EXTRACTED TEXT:
────────────────────────────────────────

Natural Resource Impacts of Mountain Biking
A summary of scientific studies that compare mountain biking to other forms of trail travel
By Gary Sprung, International Mountain Bicycling Association
This article was originally published in Managing Mountain Biking: IMBA's Guide to Providing Great Riding, a 256-page book produced by IMBA in 2007. The book offers an essential collection of best practices for planning, designing, and managing successful trail networks and parks. Managing Mountain Biking is a companion to IMBA's trailbuilding how-to book Trail Solutions. Both are available at http://www.imba.com.
In recent years, hiking and environmental groups have lobbied to ban mountain bikers from trails on the grounds that mountain bikes damage the environment. Some land managers have closed trails to bicycling because of alleged, excessive resource damage.
Do mountain bikers truly cause more impact on natural resources than other trail users?
Very little research has been in done in an attempt to answer this question, but the empirical studies that have been conducted do not support the notion that bikes cause more natural-resource impact. What studies do demonstrate is that all forms of outdoor recreation - including bicycling, hiking, running, horseback riding, fishing, hunting, bird watching, and off-highway-vehicle travel - cause impacts to the environment. 1
Social scientists have conducted surveys to study the feelings, perceptions, and attitudes of cyclists, hikers, equestrians and motorized trail users toward one another. This information, along with anecdotal evidence and media reports, shows that trail users don't always get along. User conflict, as a concept, is fairly well understood and demonstrably real.

────────────────────────────────────────

ITEMS:

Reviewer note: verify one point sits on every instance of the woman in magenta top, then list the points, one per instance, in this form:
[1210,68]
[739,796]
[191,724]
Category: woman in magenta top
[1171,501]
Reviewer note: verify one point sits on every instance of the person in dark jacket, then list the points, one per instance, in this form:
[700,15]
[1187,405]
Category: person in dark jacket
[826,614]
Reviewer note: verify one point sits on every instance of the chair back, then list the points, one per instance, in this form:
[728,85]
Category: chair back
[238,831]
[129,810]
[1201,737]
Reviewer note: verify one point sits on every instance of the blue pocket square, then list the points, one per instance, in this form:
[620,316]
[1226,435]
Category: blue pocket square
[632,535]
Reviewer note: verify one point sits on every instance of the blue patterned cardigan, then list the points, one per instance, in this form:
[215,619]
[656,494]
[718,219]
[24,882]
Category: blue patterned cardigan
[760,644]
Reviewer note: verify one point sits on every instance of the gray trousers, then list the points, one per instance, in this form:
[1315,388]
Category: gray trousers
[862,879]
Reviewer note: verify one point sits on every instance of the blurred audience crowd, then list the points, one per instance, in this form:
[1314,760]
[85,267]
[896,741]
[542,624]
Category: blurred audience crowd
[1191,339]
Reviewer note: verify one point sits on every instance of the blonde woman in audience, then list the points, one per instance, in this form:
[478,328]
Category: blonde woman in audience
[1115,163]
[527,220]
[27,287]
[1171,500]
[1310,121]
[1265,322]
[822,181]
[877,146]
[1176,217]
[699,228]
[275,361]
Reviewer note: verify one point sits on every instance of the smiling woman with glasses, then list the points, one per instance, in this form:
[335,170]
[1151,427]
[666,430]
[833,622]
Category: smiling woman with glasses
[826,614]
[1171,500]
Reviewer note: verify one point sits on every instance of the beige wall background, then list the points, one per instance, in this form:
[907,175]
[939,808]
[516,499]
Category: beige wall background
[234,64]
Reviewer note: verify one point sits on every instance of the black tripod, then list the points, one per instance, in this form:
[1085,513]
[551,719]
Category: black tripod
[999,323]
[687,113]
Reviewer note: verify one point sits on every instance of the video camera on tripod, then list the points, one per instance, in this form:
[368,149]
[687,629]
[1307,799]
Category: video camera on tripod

────────────────────────────────────────

WRITTEN TASKS:
a) In the mountain biking article, what year did IMBA produce the book Managing Mountain Biking?
b) List every form of outdoor recreation that the mountain biking article says causes impacts to the environment.

EXPECTED RESULTS:
a) 2007

b)
- bicycling
- hiking
- running
- horseback riding
- fishing
- hunting
- bird watching
- off-highway-vehicle travel